(Passage given)
━━━━━━━━━━━━━━━━━━━━

223. Telegram From the Embassy in Vietnam to the Department of State1
95. CINCPAC for POLAD. Reference: Department’s telegram 81.2 In confused situation here, believe I should state my present views on basic issue involved before possible decisions taken Washington regarding “disassociation” or other public statement changing US official [Page 494] position. My view is that Buddhist agitation is now predominantly controlled by activists and radical elements aimed at the overthrow of GVN. It may or may not be deliberately connected with coup plots by military officers, but Buddhists almost certainly aware of these.

━━━━━━━━━━━━━━━━━━━━

Raw records:
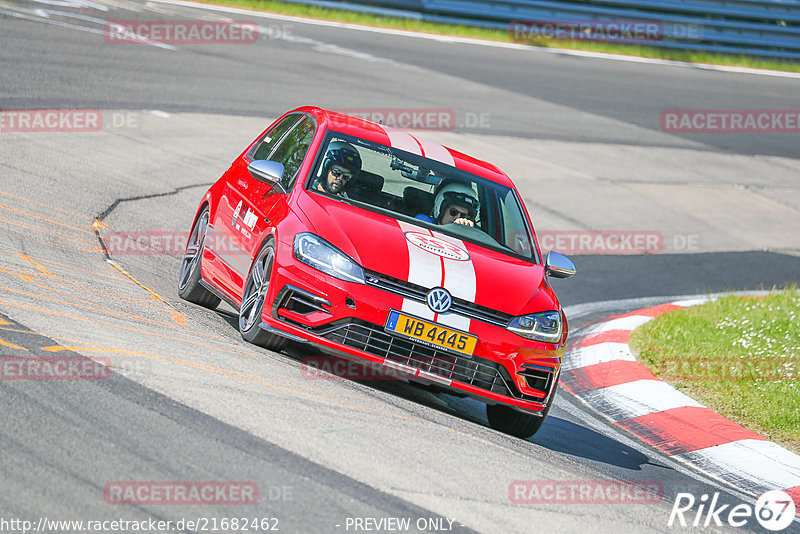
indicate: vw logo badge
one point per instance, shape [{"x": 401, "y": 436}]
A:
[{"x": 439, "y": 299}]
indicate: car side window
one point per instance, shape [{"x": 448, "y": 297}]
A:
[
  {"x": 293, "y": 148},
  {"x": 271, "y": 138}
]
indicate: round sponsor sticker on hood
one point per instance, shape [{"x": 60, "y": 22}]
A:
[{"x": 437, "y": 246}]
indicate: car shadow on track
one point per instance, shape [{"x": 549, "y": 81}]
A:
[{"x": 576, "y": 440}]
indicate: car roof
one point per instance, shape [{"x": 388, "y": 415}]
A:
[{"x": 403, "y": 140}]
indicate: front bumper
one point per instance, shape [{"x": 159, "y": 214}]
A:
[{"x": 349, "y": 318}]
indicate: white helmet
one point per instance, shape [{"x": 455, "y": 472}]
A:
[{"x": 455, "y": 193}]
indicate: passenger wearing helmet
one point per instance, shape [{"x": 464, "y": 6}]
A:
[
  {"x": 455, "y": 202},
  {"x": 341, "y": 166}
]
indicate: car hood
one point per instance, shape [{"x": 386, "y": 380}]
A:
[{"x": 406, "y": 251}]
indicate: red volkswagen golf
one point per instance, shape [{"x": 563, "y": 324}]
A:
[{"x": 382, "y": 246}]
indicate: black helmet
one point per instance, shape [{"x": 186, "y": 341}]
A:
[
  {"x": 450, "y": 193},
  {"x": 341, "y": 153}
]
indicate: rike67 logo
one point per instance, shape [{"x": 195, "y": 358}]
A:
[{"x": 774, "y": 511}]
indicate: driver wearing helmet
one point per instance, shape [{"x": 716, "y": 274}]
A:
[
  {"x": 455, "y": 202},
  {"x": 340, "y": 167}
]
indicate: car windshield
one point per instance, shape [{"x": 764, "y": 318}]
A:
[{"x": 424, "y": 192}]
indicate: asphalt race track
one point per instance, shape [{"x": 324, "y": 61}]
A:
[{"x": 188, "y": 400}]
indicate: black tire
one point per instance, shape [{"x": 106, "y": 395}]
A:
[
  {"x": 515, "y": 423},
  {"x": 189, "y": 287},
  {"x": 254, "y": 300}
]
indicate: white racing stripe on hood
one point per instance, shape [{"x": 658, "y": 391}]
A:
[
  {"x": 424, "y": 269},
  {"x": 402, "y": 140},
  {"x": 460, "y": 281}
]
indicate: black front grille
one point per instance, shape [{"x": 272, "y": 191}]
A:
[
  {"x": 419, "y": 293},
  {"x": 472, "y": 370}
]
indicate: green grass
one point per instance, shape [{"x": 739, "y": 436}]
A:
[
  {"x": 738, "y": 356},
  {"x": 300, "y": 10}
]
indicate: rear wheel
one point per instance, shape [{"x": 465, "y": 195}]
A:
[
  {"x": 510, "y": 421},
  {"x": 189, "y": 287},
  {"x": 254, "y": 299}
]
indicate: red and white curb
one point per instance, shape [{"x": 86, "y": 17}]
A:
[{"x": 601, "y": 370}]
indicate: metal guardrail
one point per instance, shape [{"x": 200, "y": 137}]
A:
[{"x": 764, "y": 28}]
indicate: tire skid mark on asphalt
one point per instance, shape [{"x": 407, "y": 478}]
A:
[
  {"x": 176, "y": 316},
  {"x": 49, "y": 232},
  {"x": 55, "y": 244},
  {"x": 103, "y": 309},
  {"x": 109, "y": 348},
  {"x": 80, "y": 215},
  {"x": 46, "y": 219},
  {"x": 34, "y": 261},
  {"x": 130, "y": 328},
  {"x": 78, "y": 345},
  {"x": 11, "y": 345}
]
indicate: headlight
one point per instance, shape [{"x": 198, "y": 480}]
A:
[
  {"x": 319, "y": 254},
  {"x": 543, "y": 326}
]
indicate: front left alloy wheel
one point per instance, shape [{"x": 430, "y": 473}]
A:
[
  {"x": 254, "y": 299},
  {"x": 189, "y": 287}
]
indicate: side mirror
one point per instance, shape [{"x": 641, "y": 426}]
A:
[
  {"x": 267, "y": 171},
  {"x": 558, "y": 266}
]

━━━━━━━━━━━━━━━━━━━━

(Stated exercise 1) Why does the telegram's writer decide to set out present views on the basic issue at this moment? Answer in one to three sentences.
(Stated exercise 2) List every abbreviation written entirely in capital letters that appears in the telegram.
(Stated exercise 3) According to the telegram, who now predominantly controls the Buddhist agitation?

(Expected answer 1) The situation is confused, and Washington may soon decide on a "disassociation" or some other public statement that would change the official US position. The writer wants these views on record before any such decision is taken.

(Expected answer 2) CINCPAC, POLAD, US, GVN

(Expected answer 3) Activists and radical elements aimed at the overthrow of GVN.